_DATA PROVIDED:_
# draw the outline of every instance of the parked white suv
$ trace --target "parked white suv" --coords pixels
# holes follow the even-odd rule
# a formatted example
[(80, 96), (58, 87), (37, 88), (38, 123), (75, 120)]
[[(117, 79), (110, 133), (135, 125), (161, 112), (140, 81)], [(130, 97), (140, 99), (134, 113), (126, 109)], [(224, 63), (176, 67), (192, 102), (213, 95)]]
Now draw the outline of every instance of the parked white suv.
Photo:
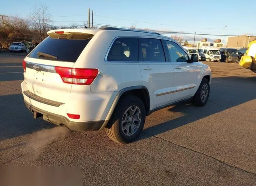
[(186, 99), (207, 102), (209, 67), (170, 38), (113, 28), (48, 34), (23, 61), (22, 93), (35, 118), (72, 130), (106, 128), (126, 143), (152, 112)]
[(15, 42), (12, 43), (9, 47), (9, 51), (10, 52), (13, 51), (18, 51), (22, 52), (26, 51), (26, 46), (23, 43)]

_TASK DESCRIPTION:_ Switch "parked white suv" to "parked red sedan" throughout the rows above and write them out again with everything else unchanged, omitting the pictures.

_WRITTEN SOLUTION:_
# draw the outline of every instance of the parked red sedan
$ trace --target "parked red sedan" --coords pixels
# holes follow the even-odd rule
# a formatted example
[(80, 96), (58, 87), (37, 88), (38, 123), (75, 120)]
[[(117, 79), (110, 133), (135, 125), (161, 112), (140, 81)], [(130, 97), (140, 99), (134, 113), (126, 109)], [(224, 63), (176, 67), (192, 102), (213, 95)]]
Now draw the outline of every instance of the parked red sedan.
Photo:
[(186, 99), (207, 102), (209, 67), (170, 38), (113, 28), (48, 34), (23, 61), (22, 93), (35, 118), (72, 130), (106, 128), (126, 143), (152, 112)]
[(15, 42), (12, 43), (9, 47), (9, 51), (10, 52), (13, 51), (18, 51), (22, 52), (26, 51), (26, 46), (23, 43)]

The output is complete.